■ YOUR GOAL
Would you give again, exactly as written, the lines from the opening of the records to the line with "negative clicks: (522, 288) (439, 369)", that line included and pictures excluded?

■ DATASET
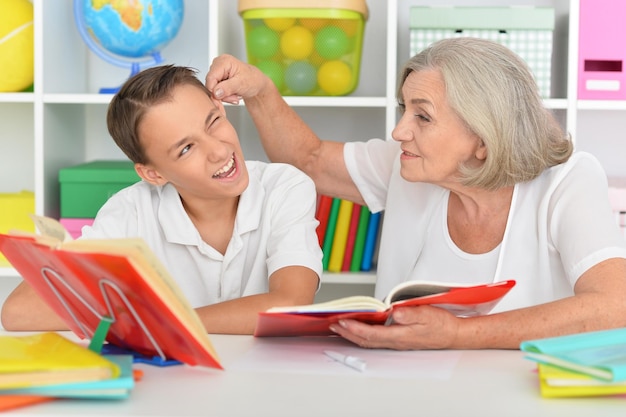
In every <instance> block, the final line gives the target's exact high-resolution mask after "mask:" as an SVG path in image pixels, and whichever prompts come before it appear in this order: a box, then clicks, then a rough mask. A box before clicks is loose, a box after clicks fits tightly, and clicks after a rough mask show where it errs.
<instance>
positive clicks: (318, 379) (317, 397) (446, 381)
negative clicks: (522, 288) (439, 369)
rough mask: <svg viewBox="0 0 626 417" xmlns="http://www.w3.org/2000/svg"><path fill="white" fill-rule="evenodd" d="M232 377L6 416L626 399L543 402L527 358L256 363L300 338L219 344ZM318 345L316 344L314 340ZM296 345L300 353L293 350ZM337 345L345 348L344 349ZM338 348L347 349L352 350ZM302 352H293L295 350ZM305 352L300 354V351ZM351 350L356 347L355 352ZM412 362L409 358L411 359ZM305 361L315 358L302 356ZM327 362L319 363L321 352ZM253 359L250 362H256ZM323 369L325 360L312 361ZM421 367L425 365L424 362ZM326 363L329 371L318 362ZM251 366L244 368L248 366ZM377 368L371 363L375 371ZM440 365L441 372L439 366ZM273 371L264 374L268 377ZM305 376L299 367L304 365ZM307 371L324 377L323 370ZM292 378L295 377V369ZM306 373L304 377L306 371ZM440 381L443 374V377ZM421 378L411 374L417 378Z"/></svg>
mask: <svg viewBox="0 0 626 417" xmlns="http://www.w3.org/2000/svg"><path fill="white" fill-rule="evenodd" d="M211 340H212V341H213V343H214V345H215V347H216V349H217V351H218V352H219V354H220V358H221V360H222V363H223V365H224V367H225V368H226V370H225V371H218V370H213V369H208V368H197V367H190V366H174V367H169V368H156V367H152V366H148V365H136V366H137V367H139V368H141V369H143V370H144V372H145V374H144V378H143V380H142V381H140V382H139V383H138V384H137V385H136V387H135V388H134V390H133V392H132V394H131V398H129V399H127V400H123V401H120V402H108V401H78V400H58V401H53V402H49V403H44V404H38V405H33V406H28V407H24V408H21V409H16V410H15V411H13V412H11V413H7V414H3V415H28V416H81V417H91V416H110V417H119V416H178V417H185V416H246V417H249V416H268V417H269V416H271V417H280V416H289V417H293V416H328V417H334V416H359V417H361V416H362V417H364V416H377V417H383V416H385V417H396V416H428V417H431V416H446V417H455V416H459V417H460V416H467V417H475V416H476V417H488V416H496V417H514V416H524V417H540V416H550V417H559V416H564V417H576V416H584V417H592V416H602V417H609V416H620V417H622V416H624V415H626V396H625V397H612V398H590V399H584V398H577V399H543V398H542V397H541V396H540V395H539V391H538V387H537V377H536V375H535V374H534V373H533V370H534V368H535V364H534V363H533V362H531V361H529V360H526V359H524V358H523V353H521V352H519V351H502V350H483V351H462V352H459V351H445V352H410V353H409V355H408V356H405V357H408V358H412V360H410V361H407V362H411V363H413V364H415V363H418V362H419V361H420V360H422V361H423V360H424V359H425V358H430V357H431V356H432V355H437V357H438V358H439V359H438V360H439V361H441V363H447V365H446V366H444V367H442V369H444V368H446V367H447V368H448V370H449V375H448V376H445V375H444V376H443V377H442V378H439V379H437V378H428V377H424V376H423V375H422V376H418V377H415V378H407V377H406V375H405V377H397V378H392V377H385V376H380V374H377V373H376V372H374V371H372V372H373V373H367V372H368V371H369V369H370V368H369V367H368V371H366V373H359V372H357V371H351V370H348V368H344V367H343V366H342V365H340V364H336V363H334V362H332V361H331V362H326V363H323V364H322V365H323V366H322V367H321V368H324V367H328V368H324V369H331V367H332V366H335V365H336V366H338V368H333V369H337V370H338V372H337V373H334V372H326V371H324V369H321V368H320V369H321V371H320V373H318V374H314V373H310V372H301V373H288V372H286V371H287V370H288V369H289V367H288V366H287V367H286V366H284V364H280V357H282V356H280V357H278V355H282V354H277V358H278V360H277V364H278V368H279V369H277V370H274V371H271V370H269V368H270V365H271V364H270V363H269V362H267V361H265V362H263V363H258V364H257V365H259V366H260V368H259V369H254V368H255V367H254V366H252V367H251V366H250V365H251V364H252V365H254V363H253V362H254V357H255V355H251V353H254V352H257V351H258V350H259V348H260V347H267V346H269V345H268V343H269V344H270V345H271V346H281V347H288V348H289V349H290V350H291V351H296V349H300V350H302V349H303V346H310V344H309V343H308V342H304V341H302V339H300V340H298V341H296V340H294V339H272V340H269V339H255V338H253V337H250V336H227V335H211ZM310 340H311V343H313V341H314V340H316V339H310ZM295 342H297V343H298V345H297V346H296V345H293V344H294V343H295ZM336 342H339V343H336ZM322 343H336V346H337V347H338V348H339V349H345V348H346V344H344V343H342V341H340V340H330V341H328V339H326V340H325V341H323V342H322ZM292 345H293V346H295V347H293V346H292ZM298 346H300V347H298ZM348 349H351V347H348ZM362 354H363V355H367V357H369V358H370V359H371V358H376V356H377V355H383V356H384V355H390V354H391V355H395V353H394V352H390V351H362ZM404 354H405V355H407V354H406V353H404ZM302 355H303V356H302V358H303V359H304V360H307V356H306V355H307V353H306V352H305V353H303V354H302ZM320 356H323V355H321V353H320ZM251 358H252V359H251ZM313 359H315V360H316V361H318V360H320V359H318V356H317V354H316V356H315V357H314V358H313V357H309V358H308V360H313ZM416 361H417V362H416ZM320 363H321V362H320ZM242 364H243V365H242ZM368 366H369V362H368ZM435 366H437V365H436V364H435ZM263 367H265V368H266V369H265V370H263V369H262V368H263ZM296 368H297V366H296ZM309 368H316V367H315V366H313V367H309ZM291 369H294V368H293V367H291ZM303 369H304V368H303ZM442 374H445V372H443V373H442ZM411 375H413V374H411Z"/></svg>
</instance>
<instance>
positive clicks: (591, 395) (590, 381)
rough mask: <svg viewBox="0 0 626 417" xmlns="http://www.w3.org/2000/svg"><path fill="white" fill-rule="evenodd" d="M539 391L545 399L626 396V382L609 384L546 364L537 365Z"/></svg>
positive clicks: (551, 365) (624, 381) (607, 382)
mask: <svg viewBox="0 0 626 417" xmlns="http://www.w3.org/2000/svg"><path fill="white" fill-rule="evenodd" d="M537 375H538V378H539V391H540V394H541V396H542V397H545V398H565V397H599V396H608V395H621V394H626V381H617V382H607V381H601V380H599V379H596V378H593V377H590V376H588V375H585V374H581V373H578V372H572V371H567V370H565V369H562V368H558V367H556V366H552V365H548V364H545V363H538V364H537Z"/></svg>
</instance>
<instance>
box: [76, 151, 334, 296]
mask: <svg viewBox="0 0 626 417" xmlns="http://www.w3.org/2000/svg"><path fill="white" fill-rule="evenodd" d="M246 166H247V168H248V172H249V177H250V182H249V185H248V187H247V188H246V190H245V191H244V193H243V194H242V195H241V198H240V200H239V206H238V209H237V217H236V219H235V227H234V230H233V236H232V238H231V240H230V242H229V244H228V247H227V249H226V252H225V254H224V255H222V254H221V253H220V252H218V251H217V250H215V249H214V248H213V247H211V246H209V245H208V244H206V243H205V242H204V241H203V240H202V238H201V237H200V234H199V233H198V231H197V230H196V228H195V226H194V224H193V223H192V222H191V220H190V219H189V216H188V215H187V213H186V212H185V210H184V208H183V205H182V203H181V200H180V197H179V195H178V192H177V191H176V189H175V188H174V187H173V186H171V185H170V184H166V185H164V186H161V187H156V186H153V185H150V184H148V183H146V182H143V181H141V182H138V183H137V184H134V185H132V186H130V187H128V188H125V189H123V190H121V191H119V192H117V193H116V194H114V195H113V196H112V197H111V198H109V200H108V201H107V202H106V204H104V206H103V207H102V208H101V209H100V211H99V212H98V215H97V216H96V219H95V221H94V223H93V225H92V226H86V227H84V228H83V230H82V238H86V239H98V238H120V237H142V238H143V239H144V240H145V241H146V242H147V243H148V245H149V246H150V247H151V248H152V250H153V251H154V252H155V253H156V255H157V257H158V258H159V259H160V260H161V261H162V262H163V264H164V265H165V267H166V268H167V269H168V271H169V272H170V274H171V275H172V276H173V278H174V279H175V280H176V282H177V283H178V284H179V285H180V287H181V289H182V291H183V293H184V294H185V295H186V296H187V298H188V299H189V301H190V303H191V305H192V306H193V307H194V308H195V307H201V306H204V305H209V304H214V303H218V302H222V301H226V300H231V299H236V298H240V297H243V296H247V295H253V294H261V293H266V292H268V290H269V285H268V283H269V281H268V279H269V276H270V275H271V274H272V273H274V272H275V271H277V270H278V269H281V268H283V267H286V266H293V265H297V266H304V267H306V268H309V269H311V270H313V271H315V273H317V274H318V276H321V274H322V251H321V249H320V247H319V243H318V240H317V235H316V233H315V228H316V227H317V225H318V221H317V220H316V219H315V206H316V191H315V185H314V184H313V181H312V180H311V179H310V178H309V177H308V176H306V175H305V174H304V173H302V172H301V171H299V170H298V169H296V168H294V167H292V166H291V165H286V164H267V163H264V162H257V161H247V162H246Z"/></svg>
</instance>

■ RESPONSE
In every <instance> block, the final line gives the target's exact high-resolution mask after "mask:" as an SVG path in image pixels, and whichever prompts come before it appear in this order: a box, then clicks, then a rough mask. A box before clicks is loose, a box after clicks fits tightly, and clicks after a rough mask show where it errs.
<instance>
positive clicks: (318, 379) (317, 397) (446, 381)
negative clicks: (522, 288) (439, 369)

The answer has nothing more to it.